#### What you will do:
A. Answer these questions using the article on metals for EV batteries:
(i) How many battery cell plants have U.S. automakers announced plans to build in North America through 2026?
(ii) What position does Manish Chawla hold at IBM?
(iii) According to experts, what two things are local sites essential for?
B. Carry the article on locally sourced metals for EV batteries further, picking up after its last sentence.

#### Text segment:
Content starts
EV battery boom sparks need for locally sourced metals

U.S. automakers are setting out to greatly expand battery manufacturing on their home turf as they accelerate electric vehicle production in the coming decades. Over less than two years, they have announced plans to build at least 10 battery cell plants in North America through 2026.

Today, the metals for EV battery cells are largely sourced in other parts of the world. As battery production continues to expand in North America, so too will the sourcing and processing of key metals. Automakers and battery manufacturers are beginning to establish sites in North America to extract these materials. Local sites are essential to reducing the carbon footprint of EV manufacturing and avoiding geopolitical risk, experts say.

“There must be nearby sources,” said Manish Chawla, IBM’s global general manager for the industrial sector. “The pandemic has clarified everybody’s mindset that you don’t go for the cheapest source of raw material or of a component. You look at the resilience of your supply chains and the proximity. That’s driving far more capital being invested.”
Content ends
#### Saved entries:
Content starts
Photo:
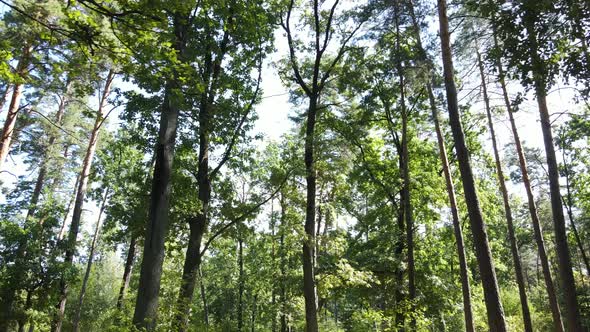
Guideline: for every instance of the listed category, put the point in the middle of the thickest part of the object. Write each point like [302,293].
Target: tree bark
[146,305]
[309,289]
[240,284]
[204,298]
[198,224]
[524,303]
[4,97]
[14,288]
[80,196]
[569,205]
[405,172]
[495,311]
[538,231]
[127,271]
[76,322]
[568,283]
[465,287]
[13,109]
[283,266]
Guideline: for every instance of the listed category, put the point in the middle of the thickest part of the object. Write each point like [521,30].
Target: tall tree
[466,289]
[323,22]
[532,205]
[494,307]
[524,302]
[101,115]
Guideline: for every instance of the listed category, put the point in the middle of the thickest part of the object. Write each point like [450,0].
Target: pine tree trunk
[283,266]
[4,97]
[10,294]
[76,321]
[203,298]
[146,305]
[199,224]
[240,284]
[524,303]
[64,224]
[309,287]
[405,172]
[569,205]
[568,285]
[538,231]
[13,109]
[495,311]
[127,271]
[80,196]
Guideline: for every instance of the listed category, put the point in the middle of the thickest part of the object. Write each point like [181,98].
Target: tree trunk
[569,205]
[240,284]
[568,285]
[309,288]
[405,172]
[203,298]
[495,311]
[538,231]
[13,109]
[62,229]
[127,271]
[524,303]
[464,275]
[283,266]
[4,97]
[199,224]
[80,195]
[146,305]
[10,294]
[89,263]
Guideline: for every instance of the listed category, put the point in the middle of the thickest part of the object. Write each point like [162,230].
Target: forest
[295,165]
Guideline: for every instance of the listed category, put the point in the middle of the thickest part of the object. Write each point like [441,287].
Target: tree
[495,310]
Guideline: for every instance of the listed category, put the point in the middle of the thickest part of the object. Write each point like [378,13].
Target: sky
[274,110]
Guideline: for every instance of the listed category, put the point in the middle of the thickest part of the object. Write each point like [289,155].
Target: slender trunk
[89,263]
[80,196]
[465,287]
[146,305]
[28,303]
[17,92]
[568,285]
[405,170]
[199,224]
[495,311]
[569,205]
[309,287]
[538,231]
[524,303]
[127,271]
[253,319]
[62,229]
[240,284]
[22,249]
[273,258]
[203,298]
[283,266]
[4,97]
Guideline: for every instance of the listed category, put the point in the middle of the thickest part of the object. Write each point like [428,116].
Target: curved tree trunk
[524,303]
[538,231]
[568,283]
[80,196]
[13,109]
[495,311]
[89,263]
[127,271]
[309,288]
[146,305]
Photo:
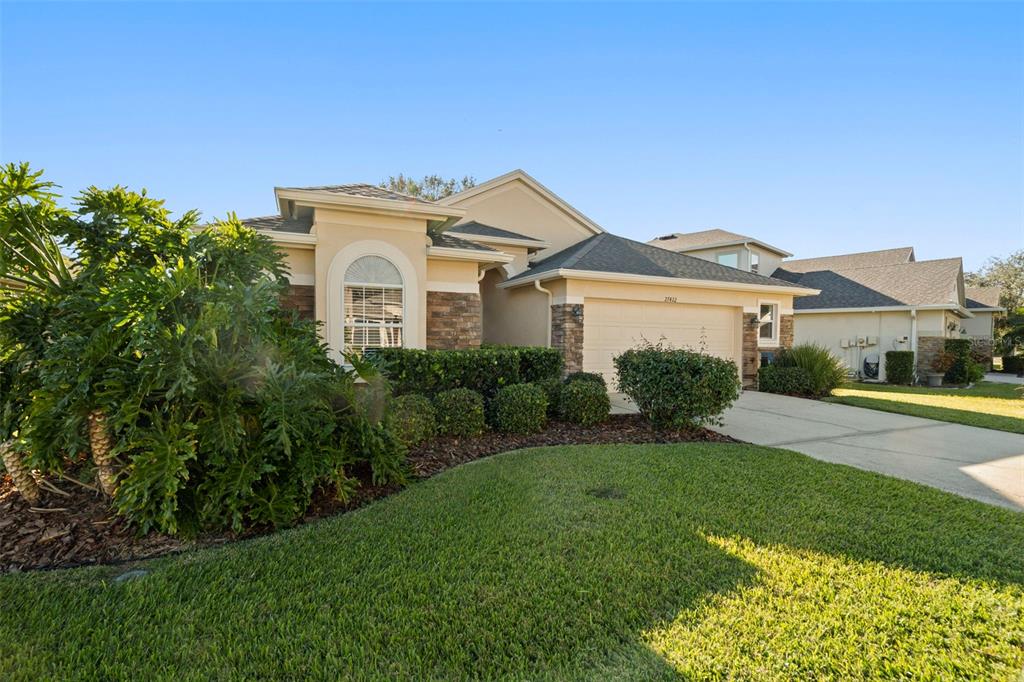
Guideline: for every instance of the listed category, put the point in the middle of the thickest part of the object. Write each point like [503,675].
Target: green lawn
[988,405]
[705,561]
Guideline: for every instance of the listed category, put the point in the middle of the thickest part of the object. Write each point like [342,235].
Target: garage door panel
[611,327]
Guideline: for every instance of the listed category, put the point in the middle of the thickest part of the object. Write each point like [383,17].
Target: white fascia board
[667,282]
[300,240]
[962,311]
[331,200]
[448,253]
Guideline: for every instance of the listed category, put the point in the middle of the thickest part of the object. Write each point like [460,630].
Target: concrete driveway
[976,463]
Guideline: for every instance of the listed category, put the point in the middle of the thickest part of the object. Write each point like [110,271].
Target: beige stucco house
[510,262]
[867,303]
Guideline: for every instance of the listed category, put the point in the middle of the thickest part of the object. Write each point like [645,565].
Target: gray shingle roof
[366,192]
[983,297]
[705,238]
[919,283]
[474,227]
[609,253]
[449,241]
[280,224]
[850,260]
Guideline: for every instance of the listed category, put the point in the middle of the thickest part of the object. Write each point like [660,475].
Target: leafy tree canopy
[431,187]
[1006,273]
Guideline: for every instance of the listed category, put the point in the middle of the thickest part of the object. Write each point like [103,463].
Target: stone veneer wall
[983,349]
[455,321]
[752,352]
[566,333]
[301,298]
[929,348]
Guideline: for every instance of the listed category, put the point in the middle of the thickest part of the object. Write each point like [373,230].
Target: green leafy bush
[585,402]
[538,364]
[460,413]
[784,380]
[1013,364]
[958,371]
[483,370]
[520,409]
[552,388]
[592,377]
[208,403]
[412,419]
[824,371]
[676,388]
[899,367]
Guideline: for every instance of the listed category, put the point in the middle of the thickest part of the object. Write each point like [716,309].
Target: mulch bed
[78,527]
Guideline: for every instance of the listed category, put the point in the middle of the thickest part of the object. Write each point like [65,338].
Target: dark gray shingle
[474,227]
[280,224]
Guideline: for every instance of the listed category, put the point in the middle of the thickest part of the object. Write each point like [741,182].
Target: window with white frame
[731,259]
[375,304]
[768,324]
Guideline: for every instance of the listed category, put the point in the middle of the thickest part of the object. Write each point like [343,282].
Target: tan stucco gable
[518,203]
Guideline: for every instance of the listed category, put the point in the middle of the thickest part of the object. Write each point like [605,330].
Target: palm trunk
[19,473]
[99,442]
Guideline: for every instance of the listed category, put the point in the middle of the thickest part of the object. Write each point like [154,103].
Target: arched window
[375,304]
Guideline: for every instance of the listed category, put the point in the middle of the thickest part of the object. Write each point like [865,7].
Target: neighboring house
[510,262]
[872,302]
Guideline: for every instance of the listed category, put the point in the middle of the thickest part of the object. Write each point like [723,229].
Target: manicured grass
[587,562]
[987,405]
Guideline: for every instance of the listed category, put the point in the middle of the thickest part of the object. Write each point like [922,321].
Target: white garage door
[611,327]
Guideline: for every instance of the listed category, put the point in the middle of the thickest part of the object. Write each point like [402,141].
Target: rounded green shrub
[784,380]
[552,387]
[520,409]
[585,402]
[460,413]
[899,367]
[412,419]
[593,377]
[960,371]
[676,388]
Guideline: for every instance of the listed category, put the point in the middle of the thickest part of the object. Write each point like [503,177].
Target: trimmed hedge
[413,419]
[1013,364]
[960,371]
[585,402]
[592,377]
[552,387]
[899,367]
[483,370]
[460,413]
[784,380]
[520,409]
[676,388]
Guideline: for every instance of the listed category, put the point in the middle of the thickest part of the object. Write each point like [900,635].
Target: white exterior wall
[769,261]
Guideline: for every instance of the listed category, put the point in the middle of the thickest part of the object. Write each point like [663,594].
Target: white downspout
[913,338]
[537,285]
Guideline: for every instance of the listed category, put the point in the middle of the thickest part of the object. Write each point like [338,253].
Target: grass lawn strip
[986,405]
[626,561]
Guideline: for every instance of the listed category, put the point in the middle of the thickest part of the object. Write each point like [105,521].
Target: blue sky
[820,128]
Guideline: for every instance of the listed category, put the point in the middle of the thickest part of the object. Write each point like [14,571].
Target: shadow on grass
[966,417]
[512,567]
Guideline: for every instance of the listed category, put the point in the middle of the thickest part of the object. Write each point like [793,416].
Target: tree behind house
[431,187]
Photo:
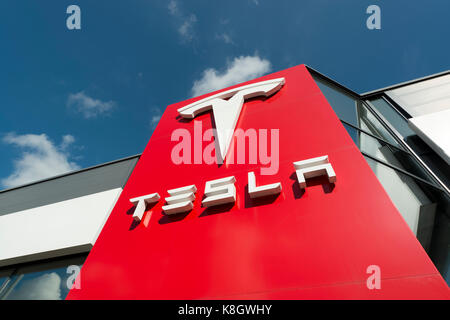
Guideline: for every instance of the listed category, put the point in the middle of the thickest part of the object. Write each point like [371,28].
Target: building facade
[374,196]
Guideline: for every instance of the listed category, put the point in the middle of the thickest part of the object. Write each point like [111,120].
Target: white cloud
[40,158]
[45,287]
[89,107]
[241,69]
[185,22]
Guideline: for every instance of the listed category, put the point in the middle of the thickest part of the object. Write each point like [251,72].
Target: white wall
[57,229]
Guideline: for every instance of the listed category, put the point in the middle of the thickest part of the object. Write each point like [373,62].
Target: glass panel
[426,154]
[394,118]
[5,280]
[425,209]
[43,281]
[387,153]
[353,110]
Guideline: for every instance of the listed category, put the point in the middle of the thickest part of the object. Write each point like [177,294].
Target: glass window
[49,280]
[393,117]
[387,153]
[353,111]
[425,210]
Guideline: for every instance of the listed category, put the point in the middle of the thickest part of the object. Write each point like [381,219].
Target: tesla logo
[223,191]
[226,112]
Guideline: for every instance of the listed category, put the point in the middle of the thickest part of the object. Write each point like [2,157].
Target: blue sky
[75,98]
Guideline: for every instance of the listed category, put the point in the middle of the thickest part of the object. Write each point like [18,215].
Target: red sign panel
[312,243]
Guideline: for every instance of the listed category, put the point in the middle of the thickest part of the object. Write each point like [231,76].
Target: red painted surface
[311,245]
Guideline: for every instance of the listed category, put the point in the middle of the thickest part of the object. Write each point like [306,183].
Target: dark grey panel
[77,184]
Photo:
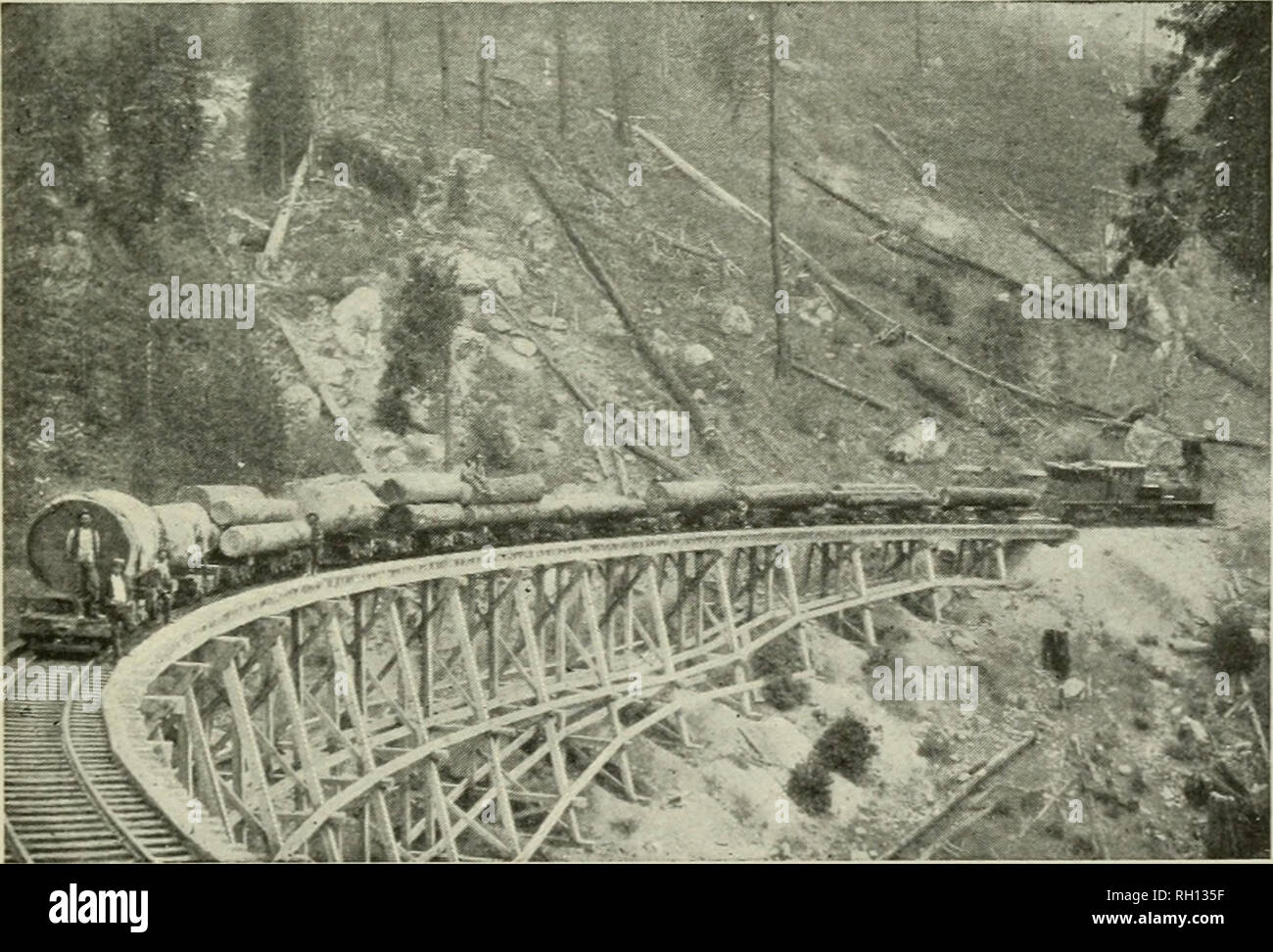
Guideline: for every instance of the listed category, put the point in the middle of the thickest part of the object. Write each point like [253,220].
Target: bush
[929,297]
[777,662]
[845,747]
[419,341]
[1234,650]
[369,168]
[810,786]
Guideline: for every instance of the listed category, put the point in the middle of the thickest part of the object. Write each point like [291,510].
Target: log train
[225,538]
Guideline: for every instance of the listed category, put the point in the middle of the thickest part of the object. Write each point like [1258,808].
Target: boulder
[696,356]
[662,343]
[478,274]
[360,309]
[429,446]
[737,321]
[525,347]
[1149,442]
[911,447]
[301,405]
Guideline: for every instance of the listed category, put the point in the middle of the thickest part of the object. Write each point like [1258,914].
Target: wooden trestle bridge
[457,706]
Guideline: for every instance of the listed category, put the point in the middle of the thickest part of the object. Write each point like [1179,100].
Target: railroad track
[68,799]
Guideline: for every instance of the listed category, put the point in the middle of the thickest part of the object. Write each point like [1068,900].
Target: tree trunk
[559,24]
[619,81]
[444,64]
[387,55]
[781,357]
[919,37]
[483,93]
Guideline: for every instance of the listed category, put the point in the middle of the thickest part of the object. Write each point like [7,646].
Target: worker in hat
[314,544]
[84,550]
[118,604]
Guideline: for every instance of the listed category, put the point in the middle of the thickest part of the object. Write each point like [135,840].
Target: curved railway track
[491,675]
[68,799]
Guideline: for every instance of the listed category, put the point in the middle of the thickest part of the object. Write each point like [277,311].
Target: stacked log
[342,502]
[419,487]
[211,496]
[509,514]
[242,512]
[427,517]
[523,488]
[240,541]
[881,494]
[183,525]
[593,505]
[783,494]
[1000,497]
[688,496]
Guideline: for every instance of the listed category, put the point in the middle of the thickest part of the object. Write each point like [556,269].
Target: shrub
[777,662]
[845,747]
[280,119]
[929,297]
[1233,646]
[419,341]
[810,786]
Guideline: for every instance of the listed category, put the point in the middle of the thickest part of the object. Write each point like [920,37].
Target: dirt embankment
[1140,595]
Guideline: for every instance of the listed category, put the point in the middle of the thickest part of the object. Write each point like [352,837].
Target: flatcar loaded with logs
[221,538]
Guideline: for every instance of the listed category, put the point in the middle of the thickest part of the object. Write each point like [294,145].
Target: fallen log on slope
Content ends
#### Answers for the exercise:
A.
(i) At least 10.
(ii) He is IBM's global general manager for the industrial sector.
(iii) Reducing the carbon footprint of EV manufacturing and avoiding geopolitical risk.

B.
For lithium extraction, Controlled Thermal Resources and NeoLith Energy are beginning projects in California and Nevada. But today, the vast majority of the lithium used for batteries is sourced in South America, Australia and China, with nearly all of the processing done in China.

Extraction, processing and assembly must be done in tandem, and today that task requires global coordination, said Andy Leyland, head of strategic advisory for Benchmark Mineral Intelligence.

“Basically, you’ve got to get all of those parts happening at the same time from all over the world,” Leyland said. “That’s causing a lot of the headaches.”

It also leads to a substantial carbon footprint — something that EVs are aimed at eliminating, said Sam Abuelsamid, principal analyst at Guidehouse Insights.

“You’re extracting these materials, shipping them halfway around the world to be processed and then shipping them potentially halfway around the world again to be built into cells,” he said. “That’s adding a lot of cost and a lot of carbon footprint just to move those materials around.”

At the beginning of this year, the U.S. had about 40 gigawatt-hours of annual battery production capacity: 35 at Tesla’s plant in Nevada and 5 at LG Energy Solution’s plant in Michigan, according to Guidehouse Insights.

By 2026, that capacity could grow at least sevenfold.

Ford Motor Co. in September outlined plans for two battery plants in Kentucky and one in Tennessee that can produce a combined 129 gigawatt-hours annually.

The Tennessee plant and one of the Kentucky plants are slated to open in 2025, followed by the second Kentucky plant a year later.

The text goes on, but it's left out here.